▶ [Written problem a] Repeat the album text below word for word, starting with "Reborn is Avalon's" and going on through "career No. 1 hit.".

▶ [Excerpt]
— Begin —

Studio album by Avalon
- Released: September 15, 2009
- Recorded: 2009
- Genre: Contemporary Christian music
- Length: 36:05
- Label: E1
- Producer: Ian Eskelin, Barry Weeks

Avalon chronology
| Avalon: The Greatest Hits (2009) | Reborn (2009) | Called (2020) |

Singles from Reborn
- "Arise" Released: August 2009; "Alive" Released: February 2010;

= Reborn (Avalon album) =

Reborn is Avalon's thirteenth release and their ninth studio album. It is the first album featuring Amy Richardson as a member of Avalon and the first full album to feature Jeremi Richardson. It also marks the first album with E1 Music as Avalon's new record label. Released on September 15, 2009, Reborn contains the radio singles "Arise" and "Alive"; "Arise" peaked at the No. 1 position on Billboards Soft AC/Inspirational National Airplay radio chart in late 2009, garnering Avalon their 22nd career No. 1 hit.

— End —

▶ [Data shown]
— Begin —

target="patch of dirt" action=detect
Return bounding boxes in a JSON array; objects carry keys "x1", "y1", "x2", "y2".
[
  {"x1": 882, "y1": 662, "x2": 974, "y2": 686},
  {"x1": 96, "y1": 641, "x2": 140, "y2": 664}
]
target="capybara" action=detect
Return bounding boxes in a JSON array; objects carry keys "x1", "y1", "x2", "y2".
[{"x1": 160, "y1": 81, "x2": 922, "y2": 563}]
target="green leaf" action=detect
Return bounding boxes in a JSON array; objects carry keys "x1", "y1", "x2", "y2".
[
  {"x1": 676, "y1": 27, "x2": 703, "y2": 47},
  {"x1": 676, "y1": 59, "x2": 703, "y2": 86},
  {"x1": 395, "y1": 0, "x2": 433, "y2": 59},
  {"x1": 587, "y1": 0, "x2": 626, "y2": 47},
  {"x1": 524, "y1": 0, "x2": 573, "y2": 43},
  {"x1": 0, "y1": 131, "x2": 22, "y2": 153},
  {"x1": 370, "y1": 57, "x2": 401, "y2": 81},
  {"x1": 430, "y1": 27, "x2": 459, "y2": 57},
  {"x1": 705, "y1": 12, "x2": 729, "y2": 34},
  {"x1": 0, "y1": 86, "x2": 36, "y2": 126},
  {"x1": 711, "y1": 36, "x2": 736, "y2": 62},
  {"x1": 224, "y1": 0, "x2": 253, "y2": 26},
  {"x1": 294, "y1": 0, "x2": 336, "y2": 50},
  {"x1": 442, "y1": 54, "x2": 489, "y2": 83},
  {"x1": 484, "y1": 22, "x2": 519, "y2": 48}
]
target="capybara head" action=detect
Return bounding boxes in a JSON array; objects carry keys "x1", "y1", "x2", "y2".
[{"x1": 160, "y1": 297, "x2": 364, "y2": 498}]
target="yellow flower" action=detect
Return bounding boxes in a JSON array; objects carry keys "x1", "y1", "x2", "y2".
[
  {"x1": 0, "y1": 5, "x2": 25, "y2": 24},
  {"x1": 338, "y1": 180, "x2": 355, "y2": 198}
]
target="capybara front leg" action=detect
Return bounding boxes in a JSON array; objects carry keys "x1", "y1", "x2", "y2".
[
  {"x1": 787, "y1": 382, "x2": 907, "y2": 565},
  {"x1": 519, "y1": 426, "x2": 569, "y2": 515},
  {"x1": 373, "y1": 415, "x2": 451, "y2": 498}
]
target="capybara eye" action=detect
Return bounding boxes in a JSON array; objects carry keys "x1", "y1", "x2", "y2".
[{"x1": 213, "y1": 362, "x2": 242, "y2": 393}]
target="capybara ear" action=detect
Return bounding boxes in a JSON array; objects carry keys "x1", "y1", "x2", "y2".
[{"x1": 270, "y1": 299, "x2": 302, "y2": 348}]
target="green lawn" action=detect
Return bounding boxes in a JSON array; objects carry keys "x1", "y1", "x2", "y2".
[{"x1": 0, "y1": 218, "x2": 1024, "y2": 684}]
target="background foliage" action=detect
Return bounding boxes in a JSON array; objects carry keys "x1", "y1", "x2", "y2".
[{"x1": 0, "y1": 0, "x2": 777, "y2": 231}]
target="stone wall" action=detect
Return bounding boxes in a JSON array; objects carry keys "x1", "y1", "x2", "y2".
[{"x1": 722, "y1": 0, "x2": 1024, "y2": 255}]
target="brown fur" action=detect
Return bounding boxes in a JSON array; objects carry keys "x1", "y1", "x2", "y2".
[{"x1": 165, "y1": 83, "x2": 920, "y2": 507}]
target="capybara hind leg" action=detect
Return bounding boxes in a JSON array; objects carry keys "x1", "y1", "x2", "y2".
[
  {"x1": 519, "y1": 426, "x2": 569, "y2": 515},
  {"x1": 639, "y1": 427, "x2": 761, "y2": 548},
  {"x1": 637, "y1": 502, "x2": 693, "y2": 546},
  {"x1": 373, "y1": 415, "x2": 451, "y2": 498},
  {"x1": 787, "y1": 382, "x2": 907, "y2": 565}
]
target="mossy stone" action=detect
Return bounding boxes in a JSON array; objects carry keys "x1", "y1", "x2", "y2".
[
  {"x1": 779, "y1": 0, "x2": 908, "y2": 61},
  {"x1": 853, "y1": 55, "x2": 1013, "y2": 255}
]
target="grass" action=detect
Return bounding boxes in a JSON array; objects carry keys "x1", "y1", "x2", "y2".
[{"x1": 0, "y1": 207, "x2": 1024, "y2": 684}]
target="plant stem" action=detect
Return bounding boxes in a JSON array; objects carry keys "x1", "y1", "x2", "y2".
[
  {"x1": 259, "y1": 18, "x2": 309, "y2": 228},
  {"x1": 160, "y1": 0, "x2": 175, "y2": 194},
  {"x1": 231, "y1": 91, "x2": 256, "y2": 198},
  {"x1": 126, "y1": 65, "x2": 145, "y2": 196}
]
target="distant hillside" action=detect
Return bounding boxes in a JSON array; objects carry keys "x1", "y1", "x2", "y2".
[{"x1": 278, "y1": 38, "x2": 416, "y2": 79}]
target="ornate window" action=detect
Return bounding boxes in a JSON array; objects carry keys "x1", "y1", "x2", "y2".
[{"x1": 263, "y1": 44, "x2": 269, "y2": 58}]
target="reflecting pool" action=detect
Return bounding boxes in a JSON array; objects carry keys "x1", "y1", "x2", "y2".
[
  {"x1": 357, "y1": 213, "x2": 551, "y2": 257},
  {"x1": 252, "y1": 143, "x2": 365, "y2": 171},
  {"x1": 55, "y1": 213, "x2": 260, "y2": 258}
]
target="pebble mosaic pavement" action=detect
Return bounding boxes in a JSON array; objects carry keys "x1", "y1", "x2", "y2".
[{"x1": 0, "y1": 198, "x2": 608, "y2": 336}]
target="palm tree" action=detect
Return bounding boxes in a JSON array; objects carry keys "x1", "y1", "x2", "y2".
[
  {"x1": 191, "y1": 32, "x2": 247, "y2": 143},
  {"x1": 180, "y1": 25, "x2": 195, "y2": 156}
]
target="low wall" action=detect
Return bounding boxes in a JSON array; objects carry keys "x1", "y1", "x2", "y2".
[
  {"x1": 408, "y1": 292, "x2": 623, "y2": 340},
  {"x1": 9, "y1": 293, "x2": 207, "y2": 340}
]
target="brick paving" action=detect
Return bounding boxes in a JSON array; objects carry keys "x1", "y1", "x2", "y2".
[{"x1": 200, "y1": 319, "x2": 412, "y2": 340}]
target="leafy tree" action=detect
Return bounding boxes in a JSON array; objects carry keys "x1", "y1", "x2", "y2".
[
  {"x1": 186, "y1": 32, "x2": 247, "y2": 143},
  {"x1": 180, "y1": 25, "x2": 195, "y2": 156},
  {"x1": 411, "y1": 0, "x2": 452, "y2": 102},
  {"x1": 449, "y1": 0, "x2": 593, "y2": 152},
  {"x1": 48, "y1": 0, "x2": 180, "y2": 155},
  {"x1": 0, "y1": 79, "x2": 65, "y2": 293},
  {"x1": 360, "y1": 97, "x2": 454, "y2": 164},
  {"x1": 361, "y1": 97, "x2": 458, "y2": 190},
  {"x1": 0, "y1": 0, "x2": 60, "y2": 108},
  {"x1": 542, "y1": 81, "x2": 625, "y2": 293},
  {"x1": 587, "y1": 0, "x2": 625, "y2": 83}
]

— End —

▶ [Written problem b] Find each line in the listing above that contains the string "capybara" and copy those lines out. Case counts.

▶ [Final result a]
Reborn is Avalon's thirteenth release and their ninth studio album. It is the first album featuring Amy Richardson as a member of Avalon and the first full album to feature Jeremi Richardson. It also marks the first album with E1 Music as Avalon's new record label. Released on September 15, 2009, Reborn contains the radio singles "Arise" and "Alive"; "Arise" peaked at the No. 1 position on Billboards Soft AC/Inspirational National Airplay radio chart in late 2009, garnering Avalon their 22nd career No. 1 hit.

▶ [Final result b]
target="capybara" action=detect
target="capybara head" action=detect
target="capybara front leg" action=detect
target="capybara eye" action=detect
target="capybara ear" action=detect
target="capybara hind leg" action=detect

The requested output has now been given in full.